PAGE:
::::
Today’s vermouth comes in two types: sweet and dry. Sweet vermouth is typically based on red wine, and dry is based on white. In older cocktail recipe books these were referred to as Italian and French, respectively, but these days the major vermouth houses (Cinzano, Noilly Prat, Martini & Rossi) all make both styles irrespective of their nationality.

There are a couple of things to know about using vermouth. For one thing, it’s a wine and thus goes flat. Because it’s fortified, it can last a few weeks in the bottle, but you can’t use a bottle of dry vermouth that’s been sitting around for two years and expect your martini to sing. I store mine in the refrigerator, which helps it taste fresh for a couple of months. There is one American vermouth made today (50 years ago there were many more), and it is a favorite among top bartenders. It’s called Vya—made in both sweet and dry—and is produced by the Quady Winery near Fresno, California. Made in small quantities, the vermouth is gentle and harmonious and excludes very bitter or astringent botanicals. I particularly like the dry Vya in a martini (proportion 3-to-1, with a shake of orange bitters).
::::
ENTRIES SUPPLIED:
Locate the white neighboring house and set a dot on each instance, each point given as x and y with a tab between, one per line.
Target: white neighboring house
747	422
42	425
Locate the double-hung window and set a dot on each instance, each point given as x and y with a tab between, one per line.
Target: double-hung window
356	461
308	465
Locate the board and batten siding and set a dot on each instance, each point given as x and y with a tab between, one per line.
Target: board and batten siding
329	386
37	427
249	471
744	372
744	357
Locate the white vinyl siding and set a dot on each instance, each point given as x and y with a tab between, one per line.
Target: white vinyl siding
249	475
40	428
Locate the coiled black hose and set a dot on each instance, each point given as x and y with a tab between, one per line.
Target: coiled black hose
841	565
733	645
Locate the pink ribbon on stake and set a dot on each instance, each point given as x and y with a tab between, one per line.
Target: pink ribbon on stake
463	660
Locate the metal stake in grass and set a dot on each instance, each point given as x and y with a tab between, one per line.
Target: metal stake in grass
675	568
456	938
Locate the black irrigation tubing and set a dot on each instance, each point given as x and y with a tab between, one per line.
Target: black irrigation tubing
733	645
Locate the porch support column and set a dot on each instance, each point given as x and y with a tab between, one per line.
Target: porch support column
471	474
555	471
::::
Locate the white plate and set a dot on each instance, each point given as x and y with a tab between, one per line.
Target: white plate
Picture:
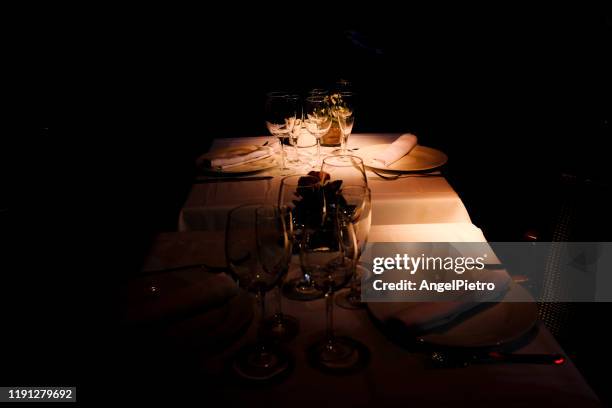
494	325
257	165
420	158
::::
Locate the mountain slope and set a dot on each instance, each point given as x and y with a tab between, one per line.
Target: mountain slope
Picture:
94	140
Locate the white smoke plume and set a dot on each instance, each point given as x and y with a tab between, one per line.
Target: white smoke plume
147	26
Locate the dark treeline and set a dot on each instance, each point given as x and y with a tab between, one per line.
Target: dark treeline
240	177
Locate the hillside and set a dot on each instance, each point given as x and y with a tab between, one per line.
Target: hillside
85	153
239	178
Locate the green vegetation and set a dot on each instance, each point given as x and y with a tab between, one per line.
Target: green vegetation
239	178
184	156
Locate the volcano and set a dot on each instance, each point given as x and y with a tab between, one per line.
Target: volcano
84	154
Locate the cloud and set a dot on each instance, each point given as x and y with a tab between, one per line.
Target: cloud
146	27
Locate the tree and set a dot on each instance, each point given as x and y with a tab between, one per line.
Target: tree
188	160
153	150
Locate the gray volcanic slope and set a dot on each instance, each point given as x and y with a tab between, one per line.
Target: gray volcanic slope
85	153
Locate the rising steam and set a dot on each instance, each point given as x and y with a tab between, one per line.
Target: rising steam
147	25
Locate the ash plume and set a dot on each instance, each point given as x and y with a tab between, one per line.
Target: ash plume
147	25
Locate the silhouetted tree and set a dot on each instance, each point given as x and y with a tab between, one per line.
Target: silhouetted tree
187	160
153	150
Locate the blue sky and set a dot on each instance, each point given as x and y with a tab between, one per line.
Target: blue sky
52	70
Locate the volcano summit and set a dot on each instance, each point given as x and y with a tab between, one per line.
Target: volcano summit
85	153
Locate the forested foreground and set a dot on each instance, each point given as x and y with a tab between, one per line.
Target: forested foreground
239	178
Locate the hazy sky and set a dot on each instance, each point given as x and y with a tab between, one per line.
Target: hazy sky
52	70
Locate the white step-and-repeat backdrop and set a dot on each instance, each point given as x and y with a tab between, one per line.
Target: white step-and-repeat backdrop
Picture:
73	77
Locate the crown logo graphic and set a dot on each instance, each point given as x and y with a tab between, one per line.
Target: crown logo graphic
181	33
::::
PROBLEMS:
• 1. In the vermouth passage, which winery makes Vya?
• 2. Carry on the vermouth passage from its final sentence.

RESULTS OF THE EXERCISE:
• 1. The Quady Winery near Fresno, California.

• 2.
For my Manhattans there is only one vermouth: Carpano Antica. Smoother, complexly aromatic, and perfectly off-dry, this vermouth has only become available in the States in the last couple of years. Regarded as the ancient formula of Carpano (the Italian house that also produces the more robust vermouth Punt e Mes), it doesn’t just melt into the drink, but gives it an amazing lift. Carpano Antica is similarly beatific in the Negroni.

Finally, I find it necessary to mention one product that isn’t technically a vermouth but falls into the general category. Lillet is flavored with liqueurs and other fruity essences rather than herbs, so it doesn’t use the word vermouth on its label. It comes in two varieties, Blanc and Rouge. But Lillet’s the same proof as most vermouths (40-ish) and fulfills much the same function. Try Lillet Blanc instead of vermouth in a Negroni for a slightly fruitier drink. The great beauty of Lillet, as with Carpano Antica and the Vya products, is that it can be served chilled or over ice with a twist of lemon or orange as a lovely, light apéritif.

Jordan Mackay is a San Francisco–based wine and spirits specialist whose work has appeared in publications such as Gourmet, the Los Angeles Times, Food & Wine, and Decanter. Follow him on Twitter. Follow CHOW too, and become a fan on Facebook.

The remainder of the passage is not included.